─── Provided material ───
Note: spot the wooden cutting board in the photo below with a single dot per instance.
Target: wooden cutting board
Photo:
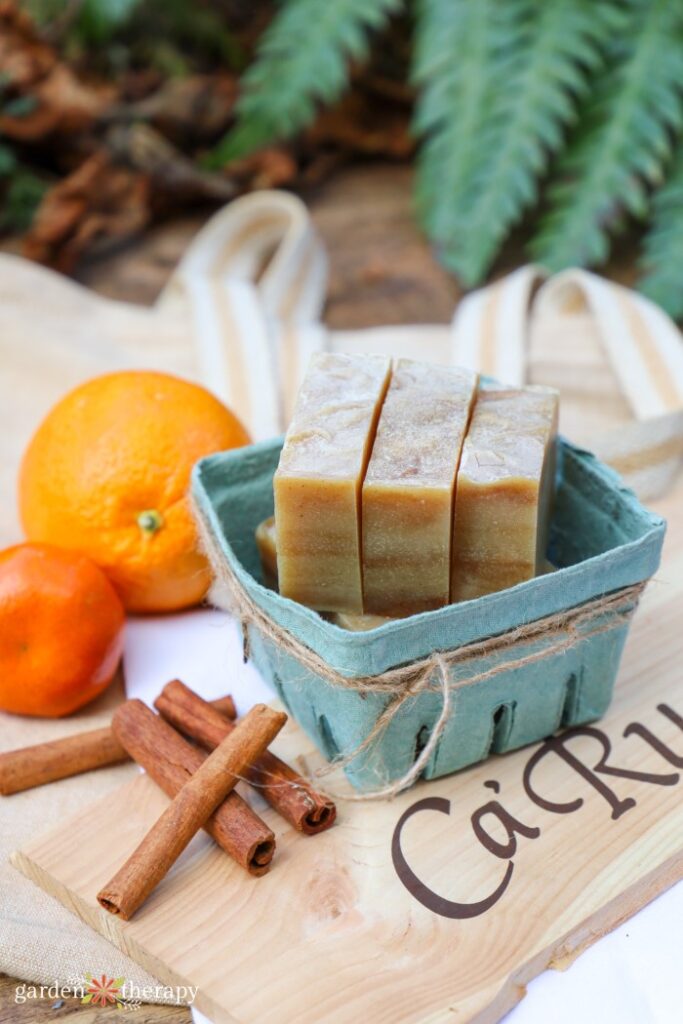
(439, 905)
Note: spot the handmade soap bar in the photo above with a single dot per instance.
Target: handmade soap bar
(266, 542)
(409, 487)
(317, 482)
(504, 491)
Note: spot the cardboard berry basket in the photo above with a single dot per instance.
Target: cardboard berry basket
(491, 675)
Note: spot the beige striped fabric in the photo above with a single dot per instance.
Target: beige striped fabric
(242, 313)
(255, 278)
(615, 357)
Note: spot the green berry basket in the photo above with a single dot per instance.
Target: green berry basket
(540, 656)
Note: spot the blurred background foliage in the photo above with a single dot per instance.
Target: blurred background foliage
(563, 115)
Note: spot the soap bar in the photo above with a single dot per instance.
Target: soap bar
(409, 488)
(504, 491)
(266, 542)
(319, 476)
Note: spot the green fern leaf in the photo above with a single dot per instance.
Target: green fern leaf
(302, 60)
(663, 247)
(461, 51)
(559, 46)
(624, 140)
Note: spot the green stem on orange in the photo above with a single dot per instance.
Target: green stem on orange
(150, 521)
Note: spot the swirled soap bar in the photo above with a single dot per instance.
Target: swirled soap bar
(409, 487)
(318, 480)
(504, 491)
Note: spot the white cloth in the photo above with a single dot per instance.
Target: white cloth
(631, 976)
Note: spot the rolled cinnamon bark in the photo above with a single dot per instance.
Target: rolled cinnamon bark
(286, 791)
(31, 766)
(171, 761)
(189, 811)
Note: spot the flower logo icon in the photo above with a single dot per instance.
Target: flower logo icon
(103, 991)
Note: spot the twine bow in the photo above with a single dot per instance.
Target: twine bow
(560, 631)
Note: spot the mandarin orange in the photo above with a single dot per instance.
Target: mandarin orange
(108, 473)
(61, 630)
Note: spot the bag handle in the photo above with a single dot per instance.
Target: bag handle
(491, 332)
(253, 276)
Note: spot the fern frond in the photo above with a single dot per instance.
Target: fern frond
(624, 140)
(549, 71)
(460, 59)
(663, 247)
(302, 60)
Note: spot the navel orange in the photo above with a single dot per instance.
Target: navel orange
(60, 630)
(108, 473)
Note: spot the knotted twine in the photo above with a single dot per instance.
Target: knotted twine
(560, 631)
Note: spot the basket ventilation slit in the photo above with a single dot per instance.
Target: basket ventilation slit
(502, 727)
(328, 741)
(570, 704)
(278, 683)
(420, 741)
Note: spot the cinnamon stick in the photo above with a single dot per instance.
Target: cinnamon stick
(31, 766)
(286, 791)
(189, 811)
(170, 761)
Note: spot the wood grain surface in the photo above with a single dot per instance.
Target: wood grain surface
(383, 271)
(410, 911)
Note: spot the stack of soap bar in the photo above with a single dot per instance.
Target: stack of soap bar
(266, 542)
(504, 491)
(408, 493)
(318, 480)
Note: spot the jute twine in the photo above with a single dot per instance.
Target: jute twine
(560, 632)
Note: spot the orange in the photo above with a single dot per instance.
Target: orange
(108, 473)
(60, 630)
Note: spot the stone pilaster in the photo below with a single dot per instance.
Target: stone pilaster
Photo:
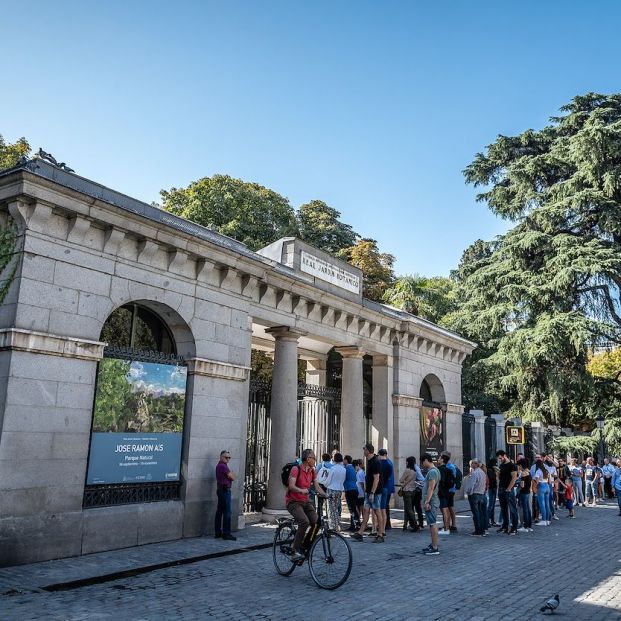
(352, 417)
(283, 415)
(479, 434)
(382, 402)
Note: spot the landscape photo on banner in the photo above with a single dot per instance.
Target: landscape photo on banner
(137, 422)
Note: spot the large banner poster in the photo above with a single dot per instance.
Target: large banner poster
(137, 423)
(432, 430)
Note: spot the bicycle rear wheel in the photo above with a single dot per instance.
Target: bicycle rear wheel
(330, 560)
(282, 549)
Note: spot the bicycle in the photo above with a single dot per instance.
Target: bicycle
(328, 553)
───
### Required task
Rewrite every line of the listing above as a numbered list, leaving out blank lines. Omit the pictures from your answer.

### Written reply
1. Note: spot the wooden cutting board in the photo below with a single dot per instance.
2. Target: wooden cutting board
3. Photo:
4. (439, 905)
5. Note: spot the handmade soap bar in the photo above with a single dot per instance.
6. Target: handmade soap bar
7. (266, 542)
8. (409, 487)
9. (317, 482)
10. (504, 491)
11. Note: spot the cardboard berry basket in the photo above with a single dot per instance.
12. Target: cardboard berry basket
13. (491, 675)
14. Note: spot the beige striped fabric in the photo above with a single dot per instance.
15. Target: beige striped fabric
16. (242, 313)
17. (255, 278)
18. (615, 357)
19. Note: spot the green berry basket in the photo above with a single dot per instance.
20. Target: green berry basket
21. (540, 656)
22. Note: spot the blurred background foliage in the photo above with a single dot per instance.
23. Target: blurred background foliage
24. (563, 115)
25. Note: spot the soap bar in the photo above with a single dot per instance.
26. Target: soap bar
27. (409, 488)
28. (504, 491)
29. (266, 542)
30. (319, 476)
31. Note: spot the green fern leaf in the photo above with a single dot per instance.
32. Target: green fern leaf
33. (302, 60)
34. (663, 247)
35. (461, 51)
36. (559, 46)
37. (624, 140)
38. Note: spot the green stem on orange in the photo above with a single dot per instance.
39. Target: green stem on orange
40. (150, 521)
41. Note: spot the swirled soap bar in the photo above with a single dot per instance.
42. Target: swirled soap bar
43. (409, 487)
44. (318, 480)
45. (504, 491)
46. Note: spot the white cloth in the photo above with a single dot per instance.
47. Target: white cloth
48. (631, 976)
49. Note: spot the rolled cinnamon bark in the photo above with a single dot per instance.
50. Target: rolled cinnamon bark
51. (286, 791)
52. (31, 766)
53. (171, 761)
54. (189, 811)
55. Note: spot the flower logo icon in the photo above with a single dot per instance.
56. Target: flower logo icon
57. (103, 991)
58. Note: spot the twine bow in the photo above with a single dot per instance.
59. Target: twine bow
60. (560, 631)
61. Note: spot the mandarin orange in the photo above with a single dot per instance.
62. Target: mandarin orange
63. (108, 473)
64. (61, 630)
65. Note: spot the bag handle in the photo above with a single dot per instance.
66. Target: bag handle
67. (491, 332)
68. (253, 276)
69. Note: spot the fern frond in the photo above with a single dot per instance.
70. Target: fern frond
71. (624, 140)
72. (549, 71)
73. (460, 59)
74. (663, 247)
75. (302, 60)
76. Note: spot the navel orange in the photo above with a single dot per instance.
77. Target: navel orange
78. (60, 630)
79. (108, 473)
80. Note: spot the knotted twine in the photo above with a single dot per instance.
81. Target: knotted twine
82. (560, 631)
83. Note: spot the basket ventilation slit in the photo above with a single dot per instance.
84. Target: basket ventilation slit
85. (502, 727)
86. (328, 741)
87. (570, 704)
88. (278, 683)
89. (420, 741)
90. Note: spot the cinnamon stick in the photo above with a single dot per instance.
91. Target: cinnamon stick
92. (31, 766)
93. (286, 791)
94. (189, 811)
95. (170, 761)
96. Note: spot the wood grain surface in the photo above with a single dot per instance.
97. Target: wood grain surface
98. (383, 271)
99. (410, 911)
100. Note: spot the stack of soap bar in the photo above with a single dot per instance.
101. Target: stack of soap bar
102. (266, 542)
103. (504, 491)
104. (408, 493)
105. (318, 480)
106. Note: spot the jute twine in the photo above with a single dot per instance.
107. Target: jute twine
108. (560, 632)
109. Note: spot the orange in the photo above with a single dot per instance.
110. Target: orange
111. (108, 473)
112. (60, 630)
113. Note: spot the stone pilaster in the photo below with a single dot per instance.
114. Target: stone pilaster
115. Photo:
116. (352, 417)
117. (283, 415)
118. (479, 434)
119. (382, 402)
120. Note: spot the landscape photo on banner in the photo above with a single dot per instance.
121. Target: landscape photo on banner
122. (137, 422)
123. Note: spot the large banner poster in the photo above with a single dot per instance.
124. Target: large banner poster
125. (137, 423)
126. (432, 430)
127. Note: spot the bicycle rear wheel in the photo above with a single dot per instance.
128. Target: bicycle rear wheel
129. (330, 560)
130. (282, 549)
131. Note: spot the bicycle in the photo above with a single dot per instance.
132. Target: bicycle
133. (328, 553)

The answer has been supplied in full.